Autre moyen d’établir la portée du phénomène, les laboratoires fixes ou itinérants : les «drug checking», initiés par Alex Bücheli, d’abord à Berne en 1997, puis à Zurich en 2001.
Si un noctambule se procure une pilule d’ecstasy ou de la cocaïne mais souhaite toutefois vérifier le degré de pureté de sa drogue, les «drug checking» l’informent sur sa composition, et, le cas échéant, sur la dangerosité des produits de coupe qu’il s’apprête à ingérer (vermifuges, analgésiques, etc.), avec la substance active recherchée. Il s’agit ici de faire de la réduction des risques et non de la prévention pure.

------------------------------

• **Détails de l'exercice**:
Recopiez intégralement le texte sur les «drug checking», sans en modifier un seul caractère.

------------------------------

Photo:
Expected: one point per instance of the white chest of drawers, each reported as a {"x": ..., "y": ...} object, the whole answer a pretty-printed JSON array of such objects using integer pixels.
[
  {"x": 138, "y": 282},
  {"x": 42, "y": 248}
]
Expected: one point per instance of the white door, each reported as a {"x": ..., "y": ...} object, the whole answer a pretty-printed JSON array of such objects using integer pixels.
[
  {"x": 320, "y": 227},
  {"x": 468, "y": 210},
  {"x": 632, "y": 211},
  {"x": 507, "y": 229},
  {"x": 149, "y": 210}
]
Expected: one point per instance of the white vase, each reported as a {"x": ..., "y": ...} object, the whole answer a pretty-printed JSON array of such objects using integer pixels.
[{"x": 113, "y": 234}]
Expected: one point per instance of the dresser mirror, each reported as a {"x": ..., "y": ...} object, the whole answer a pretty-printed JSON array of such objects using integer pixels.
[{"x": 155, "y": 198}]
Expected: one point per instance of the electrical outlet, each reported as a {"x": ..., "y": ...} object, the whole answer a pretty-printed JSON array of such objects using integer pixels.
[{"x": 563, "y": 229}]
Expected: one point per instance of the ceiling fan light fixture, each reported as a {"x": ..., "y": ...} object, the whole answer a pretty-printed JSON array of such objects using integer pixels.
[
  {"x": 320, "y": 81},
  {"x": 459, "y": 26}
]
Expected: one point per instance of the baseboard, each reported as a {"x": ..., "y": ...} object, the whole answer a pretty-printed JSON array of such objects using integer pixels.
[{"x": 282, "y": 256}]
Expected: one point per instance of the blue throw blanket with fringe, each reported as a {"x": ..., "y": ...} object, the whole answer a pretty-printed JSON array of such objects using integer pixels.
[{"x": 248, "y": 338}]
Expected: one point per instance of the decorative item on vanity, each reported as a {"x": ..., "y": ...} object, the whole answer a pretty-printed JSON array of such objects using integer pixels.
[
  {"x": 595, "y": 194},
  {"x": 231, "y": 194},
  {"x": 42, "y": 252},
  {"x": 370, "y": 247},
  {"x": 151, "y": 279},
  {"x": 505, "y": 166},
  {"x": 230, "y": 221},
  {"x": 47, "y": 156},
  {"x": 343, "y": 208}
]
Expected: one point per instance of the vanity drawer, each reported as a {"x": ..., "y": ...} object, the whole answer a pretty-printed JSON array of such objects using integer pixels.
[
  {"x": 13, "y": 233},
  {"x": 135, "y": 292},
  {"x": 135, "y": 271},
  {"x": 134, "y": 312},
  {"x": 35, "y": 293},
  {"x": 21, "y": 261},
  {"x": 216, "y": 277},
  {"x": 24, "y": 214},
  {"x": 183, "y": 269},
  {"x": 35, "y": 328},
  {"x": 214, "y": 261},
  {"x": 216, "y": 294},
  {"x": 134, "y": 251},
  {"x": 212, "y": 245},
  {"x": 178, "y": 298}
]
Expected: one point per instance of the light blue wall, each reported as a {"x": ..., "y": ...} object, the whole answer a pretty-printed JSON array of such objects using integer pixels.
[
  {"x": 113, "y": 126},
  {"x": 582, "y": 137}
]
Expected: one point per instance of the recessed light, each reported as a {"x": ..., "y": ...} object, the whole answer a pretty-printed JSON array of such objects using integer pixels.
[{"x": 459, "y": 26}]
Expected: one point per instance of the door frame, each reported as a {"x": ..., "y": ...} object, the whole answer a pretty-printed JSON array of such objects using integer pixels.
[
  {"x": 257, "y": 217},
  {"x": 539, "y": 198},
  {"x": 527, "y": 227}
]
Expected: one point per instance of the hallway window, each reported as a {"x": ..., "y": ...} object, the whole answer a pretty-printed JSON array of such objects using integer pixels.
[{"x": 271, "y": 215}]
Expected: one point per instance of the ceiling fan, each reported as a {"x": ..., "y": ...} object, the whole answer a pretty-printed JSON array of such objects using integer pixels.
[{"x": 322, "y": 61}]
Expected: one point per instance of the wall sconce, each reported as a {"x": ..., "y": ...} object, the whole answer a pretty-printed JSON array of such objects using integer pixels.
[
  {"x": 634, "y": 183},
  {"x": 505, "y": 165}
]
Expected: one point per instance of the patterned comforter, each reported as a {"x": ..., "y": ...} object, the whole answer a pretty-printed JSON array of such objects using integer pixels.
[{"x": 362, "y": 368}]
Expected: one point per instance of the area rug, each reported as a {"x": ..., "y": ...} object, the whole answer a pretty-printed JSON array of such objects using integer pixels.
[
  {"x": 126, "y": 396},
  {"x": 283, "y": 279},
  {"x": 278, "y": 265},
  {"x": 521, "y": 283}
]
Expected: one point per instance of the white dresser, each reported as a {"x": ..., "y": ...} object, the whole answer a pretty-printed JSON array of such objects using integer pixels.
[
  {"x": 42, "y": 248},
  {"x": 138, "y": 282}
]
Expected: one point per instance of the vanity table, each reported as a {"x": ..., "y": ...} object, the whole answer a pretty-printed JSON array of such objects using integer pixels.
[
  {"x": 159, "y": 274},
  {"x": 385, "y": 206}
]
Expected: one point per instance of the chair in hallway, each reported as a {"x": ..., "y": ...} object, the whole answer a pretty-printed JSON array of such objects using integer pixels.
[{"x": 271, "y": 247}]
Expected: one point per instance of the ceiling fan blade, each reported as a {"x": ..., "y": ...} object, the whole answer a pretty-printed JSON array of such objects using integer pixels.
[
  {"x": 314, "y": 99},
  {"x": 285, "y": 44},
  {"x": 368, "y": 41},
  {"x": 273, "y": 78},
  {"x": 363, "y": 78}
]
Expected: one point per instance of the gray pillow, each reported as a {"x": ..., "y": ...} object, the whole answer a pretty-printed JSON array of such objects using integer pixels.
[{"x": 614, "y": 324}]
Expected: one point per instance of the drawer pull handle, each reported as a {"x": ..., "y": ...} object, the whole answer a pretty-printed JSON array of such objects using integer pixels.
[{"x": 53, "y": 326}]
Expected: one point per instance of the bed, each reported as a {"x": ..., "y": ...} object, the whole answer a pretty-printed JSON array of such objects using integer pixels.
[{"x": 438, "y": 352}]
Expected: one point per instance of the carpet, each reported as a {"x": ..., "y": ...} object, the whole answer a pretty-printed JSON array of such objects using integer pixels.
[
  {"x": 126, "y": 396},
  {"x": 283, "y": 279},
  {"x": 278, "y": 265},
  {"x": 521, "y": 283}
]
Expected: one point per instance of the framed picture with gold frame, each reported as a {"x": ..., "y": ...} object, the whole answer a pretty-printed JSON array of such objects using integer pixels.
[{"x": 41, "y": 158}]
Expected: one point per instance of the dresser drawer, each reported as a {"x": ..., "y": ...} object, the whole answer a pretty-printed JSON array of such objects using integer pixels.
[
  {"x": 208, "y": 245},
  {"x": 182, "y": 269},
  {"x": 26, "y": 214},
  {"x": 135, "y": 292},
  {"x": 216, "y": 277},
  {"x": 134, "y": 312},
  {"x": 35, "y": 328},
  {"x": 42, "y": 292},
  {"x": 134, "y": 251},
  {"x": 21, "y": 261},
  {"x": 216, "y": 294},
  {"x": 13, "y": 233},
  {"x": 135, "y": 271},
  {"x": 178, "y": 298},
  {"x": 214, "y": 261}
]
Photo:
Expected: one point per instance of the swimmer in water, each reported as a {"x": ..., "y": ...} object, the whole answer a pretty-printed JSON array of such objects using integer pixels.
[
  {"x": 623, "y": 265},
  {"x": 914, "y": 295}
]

------------------------------

• **Réponse attendue**:
Autre moyen d’établir la portée du phénomène, les laboratoires fixes ou itinérants : les «drug checking», initiés par Alex Bücheli, d’abord à Berne en 1997, puis à Zurich en 2001.
Si un noctambule se procure une pilule d’ecstasy ou de la cocaïne mais souhaite toutefois vérifier le degré de pureté de sa drogue, les «drug checking» l’informent sur sa composition, et, le cas échéant, sur la dangerosité des produits de coupe qu’il s’apprête à ingérer (vermifuges, analgésiques, etc.), avec la substance active recherchée. Il s’agit ici de faire de la réduction des risques et non de la prévention pure.